* **TEXT SEGMENT**
○ ○ ○ ○ ○ ○ ○
# Inpatient E/M Hospitalist question



## joannrl (Dec 22, 2008)

We have a specific E/M situation at our hospital and would truly appreciate
some expert advise with respect to E/M coding.  We have just assumed the
billing responsibility for the Hospitalist program.

Psych MD admits patient  (psych dx).  Psych MD is part of the Psych
group at the hospital.   Hospital requires History and 
Physical but this is outside the scope of practice for the Psych MD.
The H&P is performed by a Hospitalist on the same day as the admission.

How would the Psych MD and the Hospitalist each code their services? 
A reference to any published guidelines would be most helpful - we have
been unable to locate anything to fit this specific situation 

Thanks!


----------



## LLovett (Dec 22, 2008)

I have never personally dealt with this type of situation but in reading the CPT guidelines for Initial Hospital Care it appears to cover this.

"For initial inpatient encounters by physicians other than the admitting physician, see initial inpatient consultation codes (99251-99255) or subsequent hospital care codes (99231-99233) as appropriate."

Since this is a requirement by the hospital and not a true request for opinion, I would think that the hospitialist would have to use the subsequent care codes.

On a side note, is the psychiatrist doing a detailed exam? 

Hope this helps,

Laura, CPC


----------



## joannrl (Dec 23, 2008)

Hi Laura,

Yes, that does help.  We have learned that the Psych MD is actually seeking medical mgmt from the Hospitalist, not requesting opinion or advise.

Your feedback is very appreciated!


----------
○ ○ ○ ○ ○ ○ ○
Stored records
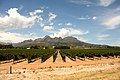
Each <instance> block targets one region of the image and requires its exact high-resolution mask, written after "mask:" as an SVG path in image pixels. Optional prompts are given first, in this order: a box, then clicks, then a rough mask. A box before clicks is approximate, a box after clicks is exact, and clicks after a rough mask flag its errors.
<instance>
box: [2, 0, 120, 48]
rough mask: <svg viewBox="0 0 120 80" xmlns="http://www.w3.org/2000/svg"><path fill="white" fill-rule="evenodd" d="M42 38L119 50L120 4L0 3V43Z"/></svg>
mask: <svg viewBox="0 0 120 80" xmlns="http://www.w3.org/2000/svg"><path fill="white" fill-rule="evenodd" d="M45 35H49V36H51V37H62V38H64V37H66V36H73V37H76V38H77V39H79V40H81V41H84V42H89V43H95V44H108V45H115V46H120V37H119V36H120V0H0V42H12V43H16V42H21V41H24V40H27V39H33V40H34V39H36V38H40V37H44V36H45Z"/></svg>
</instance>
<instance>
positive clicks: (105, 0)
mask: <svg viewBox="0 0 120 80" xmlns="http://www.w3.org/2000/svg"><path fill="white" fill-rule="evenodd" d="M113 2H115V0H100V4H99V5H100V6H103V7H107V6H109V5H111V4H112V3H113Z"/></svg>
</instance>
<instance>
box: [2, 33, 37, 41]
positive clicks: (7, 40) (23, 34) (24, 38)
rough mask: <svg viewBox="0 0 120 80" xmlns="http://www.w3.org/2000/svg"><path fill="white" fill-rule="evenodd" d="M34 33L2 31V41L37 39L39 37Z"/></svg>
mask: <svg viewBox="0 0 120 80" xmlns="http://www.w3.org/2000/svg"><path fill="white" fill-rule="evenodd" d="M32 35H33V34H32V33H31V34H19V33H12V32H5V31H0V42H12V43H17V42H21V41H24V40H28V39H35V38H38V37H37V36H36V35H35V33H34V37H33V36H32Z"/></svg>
○ ○ ○ ○ ○ ○ ○
* **CHECK YOUR UNDERSTANDING**
a. Answer these questions from the hospitalist coding thread:
(i) Who performs the History and Physical, and when?
(ii) Which code range does the quoted CPT guideline give for initial inpatient consultations?
(iii) What did joannrl learn the Psych MD is actually seeking from the Hospitalist?
b. Reproduce word for word the passage of the hospitalist coding thread from "# Inpatient E/M" up to and including "as the admission.".

* **PER-TASK ANSWERS**
a.
(i) A Hospitalist performs it on the same day as the admission.
(ii) 99251-99255.
(iii) Medical management, not an opinion or advice.

b.
# Inpatient E/M Hospitalist question



## joannrl (Dec 22, 2008)

We have a specific E/M situation at our hospital and would truly appreciate
some expert advise with respect to E/M coding.  We have just assumed the
billing responsibility for the Hospitalist program.

Psych MD admits patient  (psych dx).  Psych MD is part of the Psych
group at the hospital.   Hospital requires History and 
Physical but this is outside the scope of practice for the Psych MD.
The H&P is performed by a Hospitalist on the same day as the admission.